**Document passage:**
Content starts

Blueberries, huckleberries, bilberries–whatever!

There are a lot of fruits which are called by these names, but they really fall into (mainly) two categories.
Fruits which are usually black (or blue), which may or may not have a dusting of blue, but which do have quite a few seeds, these are often (but not always) called huckleberries. These are all in the genus Gaylussacia, for those of you with a botanical bent.
The other category is of the genus Vaccinium, which are the true blueberries. These berries are the really blue ones, with a very blue dust (called bloom) on them. These are the main ones which we love to eat, to preserve, to make pies with. They are the ones which are grown domestically, and which you find in your grocery store.
But that’s not all! Among the Huckleberries there are dwarf, tall, box, black, snap, high, and so on—more than 40 varieties. And Blueberries come as lowbush, Canadian, tall, high bush, swamp, and many more. And some are called Bilberries, Deerberries, Bayberries, Dangleberries, and on and on.
There are lots of these berries, and that’s a good thing.
They are wonderful food for many kinds of wildlife, grouse, pheasants, doves, and many kinds of smaller birds. And they form a good part of the diet of a great many mammals, from little mice right up to foxes and wolves.
And, of course, here in the North, we all know about the bears. We watch for the berries in the summer. If the crop is poor, we can expect to see the bears at the garbage dumps, in town, and at our back doors.
While true Huckleberries grow to only about three feet or so, the Highbush Blueberries can grow up to 12 or 15 feet.
These are the ones which have been most popular as domesticated plants. There are now many blueberry farms. New varieties have been produced, with very large fruit.
Most folk, though, think that the taste of the wild berries is greatly superior to that of the farm ones.

Content ends

**Stored data:**

Content starts

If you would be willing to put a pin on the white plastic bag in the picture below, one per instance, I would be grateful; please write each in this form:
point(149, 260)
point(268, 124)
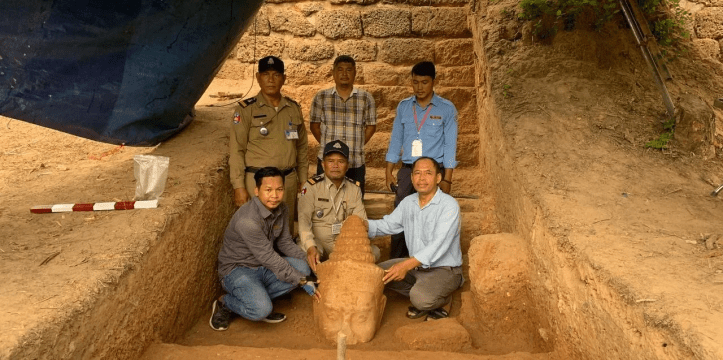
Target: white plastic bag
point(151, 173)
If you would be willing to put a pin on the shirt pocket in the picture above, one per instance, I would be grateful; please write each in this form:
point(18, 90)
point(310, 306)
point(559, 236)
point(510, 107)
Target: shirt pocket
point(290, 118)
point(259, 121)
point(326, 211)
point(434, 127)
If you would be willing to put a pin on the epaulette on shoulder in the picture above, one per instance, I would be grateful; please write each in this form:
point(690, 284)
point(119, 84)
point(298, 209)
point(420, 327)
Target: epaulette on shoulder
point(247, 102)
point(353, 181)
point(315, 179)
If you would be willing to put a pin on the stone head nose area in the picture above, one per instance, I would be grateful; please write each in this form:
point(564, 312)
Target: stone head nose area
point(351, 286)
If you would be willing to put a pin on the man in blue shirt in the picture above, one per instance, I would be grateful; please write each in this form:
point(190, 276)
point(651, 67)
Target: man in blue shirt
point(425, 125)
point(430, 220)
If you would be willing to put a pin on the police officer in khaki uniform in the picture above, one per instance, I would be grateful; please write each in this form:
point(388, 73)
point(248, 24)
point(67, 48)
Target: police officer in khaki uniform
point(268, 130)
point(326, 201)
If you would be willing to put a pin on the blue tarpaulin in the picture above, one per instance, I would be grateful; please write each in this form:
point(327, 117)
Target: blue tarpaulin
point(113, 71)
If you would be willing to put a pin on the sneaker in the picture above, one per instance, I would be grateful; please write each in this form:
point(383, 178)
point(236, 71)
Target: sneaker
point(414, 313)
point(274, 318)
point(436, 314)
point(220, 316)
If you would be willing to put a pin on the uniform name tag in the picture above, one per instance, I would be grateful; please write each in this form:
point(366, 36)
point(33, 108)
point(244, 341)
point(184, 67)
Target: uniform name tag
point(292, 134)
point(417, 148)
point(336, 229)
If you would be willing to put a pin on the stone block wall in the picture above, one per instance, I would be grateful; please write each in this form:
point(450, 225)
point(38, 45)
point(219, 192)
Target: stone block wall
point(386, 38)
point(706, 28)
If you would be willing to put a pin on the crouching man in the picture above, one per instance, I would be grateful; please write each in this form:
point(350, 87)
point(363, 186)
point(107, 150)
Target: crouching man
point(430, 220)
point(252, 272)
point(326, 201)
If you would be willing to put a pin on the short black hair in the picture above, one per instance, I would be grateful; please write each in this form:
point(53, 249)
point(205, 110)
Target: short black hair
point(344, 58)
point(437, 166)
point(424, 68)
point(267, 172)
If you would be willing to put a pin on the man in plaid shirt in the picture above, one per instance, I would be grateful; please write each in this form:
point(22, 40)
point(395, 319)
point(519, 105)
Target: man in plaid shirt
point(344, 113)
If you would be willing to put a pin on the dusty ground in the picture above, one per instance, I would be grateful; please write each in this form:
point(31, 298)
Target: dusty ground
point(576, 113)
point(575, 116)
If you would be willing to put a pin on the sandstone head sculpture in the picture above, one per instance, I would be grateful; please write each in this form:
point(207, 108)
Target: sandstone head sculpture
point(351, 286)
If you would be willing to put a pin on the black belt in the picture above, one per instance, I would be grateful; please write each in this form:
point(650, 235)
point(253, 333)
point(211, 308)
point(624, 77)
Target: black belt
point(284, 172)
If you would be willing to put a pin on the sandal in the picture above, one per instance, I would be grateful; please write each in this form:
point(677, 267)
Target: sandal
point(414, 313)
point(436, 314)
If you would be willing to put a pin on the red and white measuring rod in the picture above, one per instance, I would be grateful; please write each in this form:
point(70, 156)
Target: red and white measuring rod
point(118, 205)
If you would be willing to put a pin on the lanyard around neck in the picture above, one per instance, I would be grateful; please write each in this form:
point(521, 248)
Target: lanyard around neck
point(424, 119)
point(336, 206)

Content ends
Content starts

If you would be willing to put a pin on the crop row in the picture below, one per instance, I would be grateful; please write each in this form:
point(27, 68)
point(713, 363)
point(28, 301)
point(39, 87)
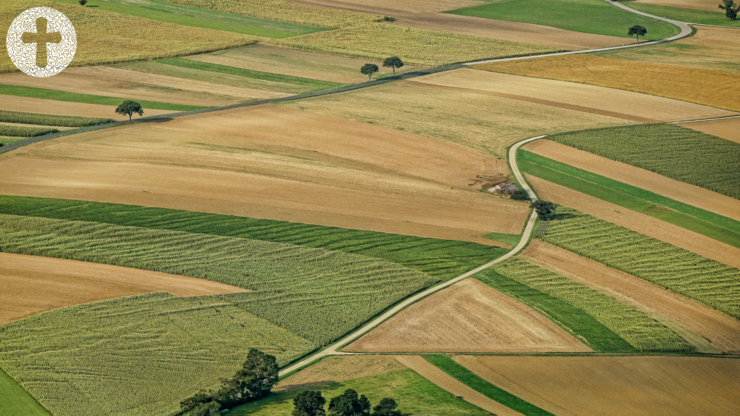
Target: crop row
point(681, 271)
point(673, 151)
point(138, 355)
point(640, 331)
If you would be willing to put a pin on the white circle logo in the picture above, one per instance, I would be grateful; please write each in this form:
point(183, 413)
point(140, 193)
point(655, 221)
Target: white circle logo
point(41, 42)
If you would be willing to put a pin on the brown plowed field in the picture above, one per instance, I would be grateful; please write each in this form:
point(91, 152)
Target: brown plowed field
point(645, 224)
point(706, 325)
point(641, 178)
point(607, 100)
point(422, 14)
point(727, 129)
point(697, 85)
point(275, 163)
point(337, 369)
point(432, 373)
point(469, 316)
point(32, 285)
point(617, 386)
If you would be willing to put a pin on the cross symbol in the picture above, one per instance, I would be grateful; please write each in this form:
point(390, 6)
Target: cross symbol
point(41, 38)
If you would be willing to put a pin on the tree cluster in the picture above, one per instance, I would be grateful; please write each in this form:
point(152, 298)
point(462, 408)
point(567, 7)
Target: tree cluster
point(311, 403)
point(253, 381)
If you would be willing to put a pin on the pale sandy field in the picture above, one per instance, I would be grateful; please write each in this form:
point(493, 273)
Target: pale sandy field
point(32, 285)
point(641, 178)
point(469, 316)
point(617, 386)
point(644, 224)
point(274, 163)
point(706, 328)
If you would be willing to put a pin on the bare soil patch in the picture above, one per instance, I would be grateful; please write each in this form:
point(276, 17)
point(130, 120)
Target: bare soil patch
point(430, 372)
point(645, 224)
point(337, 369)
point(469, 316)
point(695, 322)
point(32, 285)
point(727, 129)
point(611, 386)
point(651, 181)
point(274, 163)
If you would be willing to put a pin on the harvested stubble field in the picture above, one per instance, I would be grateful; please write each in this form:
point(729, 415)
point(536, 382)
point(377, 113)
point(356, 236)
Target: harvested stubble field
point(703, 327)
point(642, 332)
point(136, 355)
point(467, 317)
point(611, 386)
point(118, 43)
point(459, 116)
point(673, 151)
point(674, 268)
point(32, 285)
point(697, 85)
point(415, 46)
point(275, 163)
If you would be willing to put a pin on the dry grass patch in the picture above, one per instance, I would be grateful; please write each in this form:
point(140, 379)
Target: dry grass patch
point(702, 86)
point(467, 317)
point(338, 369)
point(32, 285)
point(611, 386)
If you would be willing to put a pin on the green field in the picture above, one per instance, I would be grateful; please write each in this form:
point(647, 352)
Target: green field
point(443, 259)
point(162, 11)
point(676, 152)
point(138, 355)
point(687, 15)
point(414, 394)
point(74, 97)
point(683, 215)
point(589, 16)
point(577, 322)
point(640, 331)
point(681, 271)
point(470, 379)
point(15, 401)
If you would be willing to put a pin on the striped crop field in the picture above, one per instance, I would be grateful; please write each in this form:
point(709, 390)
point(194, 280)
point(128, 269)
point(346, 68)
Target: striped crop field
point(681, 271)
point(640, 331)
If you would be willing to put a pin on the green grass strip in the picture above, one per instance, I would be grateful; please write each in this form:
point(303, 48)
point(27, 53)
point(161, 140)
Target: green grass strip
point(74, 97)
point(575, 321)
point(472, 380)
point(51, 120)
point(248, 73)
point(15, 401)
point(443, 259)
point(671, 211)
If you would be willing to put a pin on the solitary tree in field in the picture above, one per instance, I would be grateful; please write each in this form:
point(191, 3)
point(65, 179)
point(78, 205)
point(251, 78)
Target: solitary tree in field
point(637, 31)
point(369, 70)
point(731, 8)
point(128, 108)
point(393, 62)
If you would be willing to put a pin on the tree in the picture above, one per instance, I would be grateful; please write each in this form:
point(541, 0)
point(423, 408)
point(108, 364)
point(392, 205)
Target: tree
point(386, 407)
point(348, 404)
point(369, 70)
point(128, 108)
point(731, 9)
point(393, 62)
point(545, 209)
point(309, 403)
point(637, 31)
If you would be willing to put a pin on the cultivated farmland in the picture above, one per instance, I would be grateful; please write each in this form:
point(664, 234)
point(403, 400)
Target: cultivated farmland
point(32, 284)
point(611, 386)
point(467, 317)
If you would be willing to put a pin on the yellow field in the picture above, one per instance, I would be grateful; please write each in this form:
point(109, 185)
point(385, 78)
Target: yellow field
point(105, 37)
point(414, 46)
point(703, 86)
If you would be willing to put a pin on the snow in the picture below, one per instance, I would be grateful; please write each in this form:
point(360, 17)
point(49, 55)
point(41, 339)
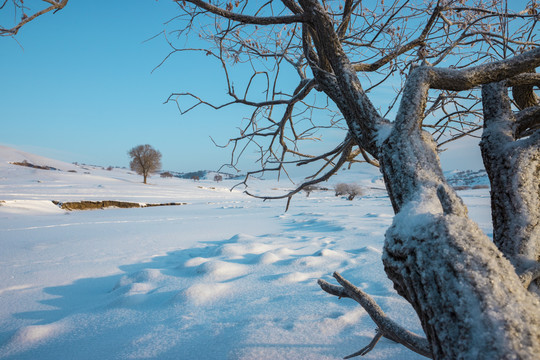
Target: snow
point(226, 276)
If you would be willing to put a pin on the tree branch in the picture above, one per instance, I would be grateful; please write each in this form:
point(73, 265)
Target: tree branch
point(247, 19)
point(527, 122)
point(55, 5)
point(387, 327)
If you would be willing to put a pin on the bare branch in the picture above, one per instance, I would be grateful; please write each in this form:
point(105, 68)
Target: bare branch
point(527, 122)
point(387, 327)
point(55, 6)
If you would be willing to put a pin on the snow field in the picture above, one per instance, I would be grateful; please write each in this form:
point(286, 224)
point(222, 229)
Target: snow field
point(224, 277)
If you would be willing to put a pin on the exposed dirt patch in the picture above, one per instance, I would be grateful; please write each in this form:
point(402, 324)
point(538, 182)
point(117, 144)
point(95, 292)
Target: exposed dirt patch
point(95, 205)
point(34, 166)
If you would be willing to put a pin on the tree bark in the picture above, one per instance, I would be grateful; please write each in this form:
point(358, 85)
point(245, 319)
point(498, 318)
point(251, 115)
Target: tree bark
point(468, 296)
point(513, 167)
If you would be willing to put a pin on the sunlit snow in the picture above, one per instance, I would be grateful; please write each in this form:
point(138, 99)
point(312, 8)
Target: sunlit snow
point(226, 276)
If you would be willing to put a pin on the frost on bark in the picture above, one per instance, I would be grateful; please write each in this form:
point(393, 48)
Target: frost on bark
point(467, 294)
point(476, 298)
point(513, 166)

Content ends
Content starts

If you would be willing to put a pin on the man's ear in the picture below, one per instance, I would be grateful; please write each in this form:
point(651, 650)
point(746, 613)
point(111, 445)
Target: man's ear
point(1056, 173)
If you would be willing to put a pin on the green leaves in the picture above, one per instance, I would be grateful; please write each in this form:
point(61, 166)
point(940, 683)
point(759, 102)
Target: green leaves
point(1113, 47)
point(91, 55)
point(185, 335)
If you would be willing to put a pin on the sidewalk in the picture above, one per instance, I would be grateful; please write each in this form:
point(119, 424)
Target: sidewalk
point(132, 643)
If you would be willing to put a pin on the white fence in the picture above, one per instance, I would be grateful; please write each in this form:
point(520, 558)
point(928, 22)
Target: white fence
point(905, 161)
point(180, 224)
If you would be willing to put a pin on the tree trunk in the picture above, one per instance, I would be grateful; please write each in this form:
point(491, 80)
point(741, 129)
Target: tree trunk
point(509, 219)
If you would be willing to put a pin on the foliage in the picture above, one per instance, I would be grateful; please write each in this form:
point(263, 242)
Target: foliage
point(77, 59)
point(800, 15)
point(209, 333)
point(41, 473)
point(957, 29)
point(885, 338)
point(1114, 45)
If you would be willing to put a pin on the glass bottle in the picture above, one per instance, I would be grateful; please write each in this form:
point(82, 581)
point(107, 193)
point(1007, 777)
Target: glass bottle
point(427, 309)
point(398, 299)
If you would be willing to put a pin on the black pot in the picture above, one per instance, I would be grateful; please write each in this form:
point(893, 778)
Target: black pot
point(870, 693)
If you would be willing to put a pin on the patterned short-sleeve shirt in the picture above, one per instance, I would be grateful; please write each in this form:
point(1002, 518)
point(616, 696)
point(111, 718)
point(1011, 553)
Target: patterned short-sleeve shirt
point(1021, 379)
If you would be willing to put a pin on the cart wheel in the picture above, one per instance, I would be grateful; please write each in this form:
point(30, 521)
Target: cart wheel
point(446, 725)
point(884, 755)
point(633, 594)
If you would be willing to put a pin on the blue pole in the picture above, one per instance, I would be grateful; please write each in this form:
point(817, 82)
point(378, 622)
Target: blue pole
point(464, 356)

Content ends

**Task objective:** Pick up the text about blueberries and huckleberries where it stops, and carry it on. The rows have no connection to the text about blueberries and huckleberries.

**Solved exercise:**
There are various species of these berries in almost all of the northern hemisphere. Some grow as far north as Alaska and the Yukon, others down south to Florida and Louisiana. Some of them grow in low or swampy areas.
But the ones which we know and love are those which grow out in the open, on top of the rocks. In some places, here in Northern Ontario, they are very plentiful indeed. The thin, acid soil, and the climate suit them.
But the place where I have seen the most blueberries is in Nova Scotia. They grow profusely in the skimpy soil on the rocky outcroppings, in between the areas of trees–the “blueberry barrens.”
The big pickers burn the barrens every five years or so, to get a good crop in between. When the crop is a good one, the whole area looks blue. You can pick them, literally, by the handful.
Whether this still goes on, I don’t know, but years ago there used to be a special plane which flew from Yarmouth to Boston every day—it was the “Blueberry Special.” In those days, the plane wasn’t well heated at all, so your trip was not anywhere near first class.
Anyway, blueberries are big business nowadays, whether they are picked in the wild, or grown on farms.
No matter what you call them, or where they come from, those pies, cakes and muffins sure taste good!